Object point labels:

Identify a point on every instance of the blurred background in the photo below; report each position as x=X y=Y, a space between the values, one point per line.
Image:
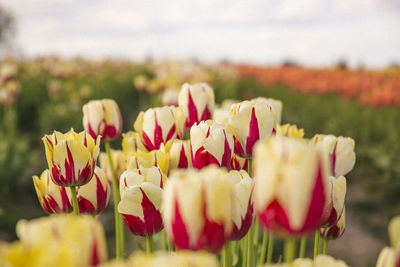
x=333 y=64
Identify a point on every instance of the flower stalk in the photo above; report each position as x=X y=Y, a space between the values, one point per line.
x=119 y=234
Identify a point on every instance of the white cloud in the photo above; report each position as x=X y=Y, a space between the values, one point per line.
x=315 y=32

◆ The problem ◆
Arrange every row above as a two-column CSV with the headers instruction and response, one line per row. Put each field in double quotes, turn line breaks into spaces, and leave the pictures out.

◆ Final answer ◆
instruction,response
"Identify a point on every instance of the blurred background in the photo below; report each position as x=X y=Y, a space between the values, one point per line. Image:","x=333 y=64"
"Identify a point on every instance of the flower stalk in the photo above; report each position as x=X y=Y, a space between the values, one point per line.","x=119 y=234"
"Identify a point on every instance of the white cloud in the photo above; report each position as x=X y=Y, a space between the values, one point per line.","x=315 y=32"